In the material below, find every line containing "wheel" and copy that line.
►
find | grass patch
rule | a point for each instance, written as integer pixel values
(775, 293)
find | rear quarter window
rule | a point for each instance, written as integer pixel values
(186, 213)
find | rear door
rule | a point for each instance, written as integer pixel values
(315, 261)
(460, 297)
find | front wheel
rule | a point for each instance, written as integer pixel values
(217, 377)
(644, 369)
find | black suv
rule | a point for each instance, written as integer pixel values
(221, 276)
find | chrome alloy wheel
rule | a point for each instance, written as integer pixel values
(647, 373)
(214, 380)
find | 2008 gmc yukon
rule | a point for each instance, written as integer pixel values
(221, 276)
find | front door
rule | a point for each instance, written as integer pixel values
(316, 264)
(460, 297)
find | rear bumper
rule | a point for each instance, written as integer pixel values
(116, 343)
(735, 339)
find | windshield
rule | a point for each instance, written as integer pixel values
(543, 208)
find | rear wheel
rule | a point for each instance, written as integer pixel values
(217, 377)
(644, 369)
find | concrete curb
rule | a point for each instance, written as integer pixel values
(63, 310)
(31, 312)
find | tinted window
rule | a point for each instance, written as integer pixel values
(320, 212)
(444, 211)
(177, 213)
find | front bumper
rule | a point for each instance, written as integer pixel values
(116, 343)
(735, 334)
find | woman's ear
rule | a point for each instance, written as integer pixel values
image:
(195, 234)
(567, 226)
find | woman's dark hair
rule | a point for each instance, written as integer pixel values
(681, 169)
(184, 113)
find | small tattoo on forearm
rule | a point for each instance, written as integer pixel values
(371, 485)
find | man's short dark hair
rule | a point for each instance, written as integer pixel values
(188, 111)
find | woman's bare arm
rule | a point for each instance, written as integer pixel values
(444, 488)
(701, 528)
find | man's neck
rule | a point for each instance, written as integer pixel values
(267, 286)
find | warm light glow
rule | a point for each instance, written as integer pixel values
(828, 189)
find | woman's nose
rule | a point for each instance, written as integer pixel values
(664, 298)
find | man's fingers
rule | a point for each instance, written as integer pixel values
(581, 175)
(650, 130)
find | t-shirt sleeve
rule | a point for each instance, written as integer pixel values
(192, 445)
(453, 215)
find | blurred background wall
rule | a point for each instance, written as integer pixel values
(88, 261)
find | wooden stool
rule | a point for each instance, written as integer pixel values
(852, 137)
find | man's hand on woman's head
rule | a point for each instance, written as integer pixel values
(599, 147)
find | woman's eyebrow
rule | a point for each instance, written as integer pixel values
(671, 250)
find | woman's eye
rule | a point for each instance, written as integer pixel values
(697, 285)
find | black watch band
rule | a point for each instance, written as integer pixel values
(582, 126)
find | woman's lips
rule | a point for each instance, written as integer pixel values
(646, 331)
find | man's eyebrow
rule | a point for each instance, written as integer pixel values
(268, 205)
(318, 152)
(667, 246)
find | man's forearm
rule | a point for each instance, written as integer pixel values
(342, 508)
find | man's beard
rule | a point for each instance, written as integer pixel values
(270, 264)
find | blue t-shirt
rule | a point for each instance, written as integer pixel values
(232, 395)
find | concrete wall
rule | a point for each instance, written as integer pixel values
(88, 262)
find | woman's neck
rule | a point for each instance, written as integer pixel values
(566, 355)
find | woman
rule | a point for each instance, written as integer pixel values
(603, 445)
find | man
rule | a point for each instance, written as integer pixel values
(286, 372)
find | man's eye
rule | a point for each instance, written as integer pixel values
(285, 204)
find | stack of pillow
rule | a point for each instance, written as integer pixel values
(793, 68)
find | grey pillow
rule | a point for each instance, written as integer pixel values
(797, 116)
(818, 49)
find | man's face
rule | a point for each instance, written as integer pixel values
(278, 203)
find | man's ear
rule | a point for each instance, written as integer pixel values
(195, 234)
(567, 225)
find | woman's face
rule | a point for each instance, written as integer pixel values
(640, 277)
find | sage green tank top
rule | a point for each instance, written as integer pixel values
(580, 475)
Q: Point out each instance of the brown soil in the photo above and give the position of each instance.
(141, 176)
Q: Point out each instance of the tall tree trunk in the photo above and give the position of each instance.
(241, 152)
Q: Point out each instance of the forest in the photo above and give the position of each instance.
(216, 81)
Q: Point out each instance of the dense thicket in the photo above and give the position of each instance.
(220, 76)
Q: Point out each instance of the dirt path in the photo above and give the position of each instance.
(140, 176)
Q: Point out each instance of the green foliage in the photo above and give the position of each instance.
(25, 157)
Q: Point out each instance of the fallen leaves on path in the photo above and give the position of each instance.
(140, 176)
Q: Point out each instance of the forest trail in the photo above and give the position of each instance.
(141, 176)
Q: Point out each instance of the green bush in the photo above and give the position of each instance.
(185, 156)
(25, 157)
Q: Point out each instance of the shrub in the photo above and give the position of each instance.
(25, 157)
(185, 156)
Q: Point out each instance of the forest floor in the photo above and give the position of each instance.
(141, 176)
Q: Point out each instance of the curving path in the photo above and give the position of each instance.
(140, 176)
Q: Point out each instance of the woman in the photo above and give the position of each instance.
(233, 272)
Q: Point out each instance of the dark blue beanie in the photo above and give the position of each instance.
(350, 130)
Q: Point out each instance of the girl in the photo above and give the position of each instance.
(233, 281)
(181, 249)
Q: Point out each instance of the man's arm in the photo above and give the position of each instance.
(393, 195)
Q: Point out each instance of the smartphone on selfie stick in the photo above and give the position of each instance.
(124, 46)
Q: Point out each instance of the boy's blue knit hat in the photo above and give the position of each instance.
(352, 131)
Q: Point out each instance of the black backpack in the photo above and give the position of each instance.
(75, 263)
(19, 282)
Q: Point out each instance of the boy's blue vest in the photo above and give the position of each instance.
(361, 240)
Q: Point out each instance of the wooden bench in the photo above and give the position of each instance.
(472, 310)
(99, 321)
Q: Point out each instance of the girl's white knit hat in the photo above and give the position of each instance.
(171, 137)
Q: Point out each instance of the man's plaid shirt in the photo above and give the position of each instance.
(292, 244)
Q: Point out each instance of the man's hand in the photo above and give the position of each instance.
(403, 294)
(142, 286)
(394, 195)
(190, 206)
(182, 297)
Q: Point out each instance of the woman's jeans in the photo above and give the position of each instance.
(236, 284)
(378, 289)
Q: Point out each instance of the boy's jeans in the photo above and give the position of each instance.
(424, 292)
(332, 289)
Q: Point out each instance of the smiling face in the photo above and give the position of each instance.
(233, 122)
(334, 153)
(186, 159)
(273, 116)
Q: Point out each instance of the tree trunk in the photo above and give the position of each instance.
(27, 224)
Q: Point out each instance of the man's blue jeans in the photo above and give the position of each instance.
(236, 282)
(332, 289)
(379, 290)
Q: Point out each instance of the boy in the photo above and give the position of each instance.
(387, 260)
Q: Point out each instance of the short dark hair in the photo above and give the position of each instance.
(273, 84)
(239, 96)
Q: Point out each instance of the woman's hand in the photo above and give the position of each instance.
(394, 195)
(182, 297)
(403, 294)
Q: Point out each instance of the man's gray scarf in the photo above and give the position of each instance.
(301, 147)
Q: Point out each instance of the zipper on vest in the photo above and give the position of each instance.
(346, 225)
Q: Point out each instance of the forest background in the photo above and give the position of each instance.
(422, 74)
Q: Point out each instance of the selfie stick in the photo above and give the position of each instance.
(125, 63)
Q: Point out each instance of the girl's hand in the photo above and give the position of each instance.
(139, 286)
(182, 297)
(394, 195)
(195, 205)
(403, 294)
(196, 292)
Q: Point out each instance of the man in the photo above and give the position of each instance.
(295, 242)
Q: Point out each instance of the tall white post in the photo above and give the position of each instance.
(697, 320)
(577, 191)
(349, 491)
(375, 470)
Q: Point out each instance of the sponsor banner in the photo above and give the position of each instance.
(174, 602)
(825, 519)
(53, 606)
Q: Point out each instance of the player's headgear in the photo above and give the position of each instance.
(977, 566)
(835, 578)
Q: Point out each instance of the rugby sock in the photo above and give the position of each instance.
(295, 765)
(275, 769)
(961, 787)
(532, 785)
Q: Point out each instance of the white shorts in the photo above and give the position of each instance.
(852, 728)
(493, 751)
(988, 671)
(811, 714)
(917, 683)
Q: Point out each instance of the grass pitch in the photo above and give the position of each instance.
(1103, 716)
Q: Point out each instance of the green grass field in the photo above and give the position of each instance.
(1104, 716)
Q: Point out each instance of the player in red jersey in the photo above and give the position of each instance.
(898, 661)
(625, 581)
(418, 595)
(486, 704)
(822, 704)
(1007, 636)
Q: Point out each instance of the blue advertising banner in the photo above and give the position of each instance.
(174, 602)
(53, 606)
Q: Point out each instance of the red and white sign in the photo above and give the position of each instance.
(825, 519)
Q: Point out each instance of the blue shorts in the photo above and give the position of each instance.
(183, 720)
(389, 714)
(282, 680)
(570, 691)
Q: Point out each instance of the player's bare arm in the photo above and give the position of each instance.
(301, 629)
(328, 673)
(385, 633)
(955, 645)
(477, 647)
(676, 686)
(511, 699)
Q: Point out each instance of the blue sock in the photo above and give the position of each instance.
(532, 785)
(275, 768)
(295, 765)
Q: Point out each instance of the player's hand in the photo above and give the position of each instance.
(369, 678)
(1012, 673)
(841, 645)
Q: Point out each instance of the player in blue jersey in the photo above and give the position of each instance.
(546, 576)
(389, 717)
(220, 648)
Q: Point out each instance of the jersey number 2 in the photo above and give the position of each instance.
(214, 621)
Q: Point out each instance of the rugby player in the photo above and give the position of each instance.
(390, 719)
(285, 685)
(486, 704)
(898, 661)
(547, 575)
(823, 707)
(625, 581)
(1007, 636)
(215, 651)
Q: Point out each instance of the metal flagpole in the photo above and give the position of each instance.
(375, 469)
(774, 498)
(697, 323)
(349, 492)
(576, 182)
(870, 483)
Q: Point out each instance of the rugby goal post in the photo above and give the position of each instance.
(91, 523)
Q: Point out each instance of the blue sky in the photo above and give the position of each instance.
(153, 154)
◄
■ EXERCISE RESPONSE
find | front wheel
find | chrome alloy wheel
find | rear wheel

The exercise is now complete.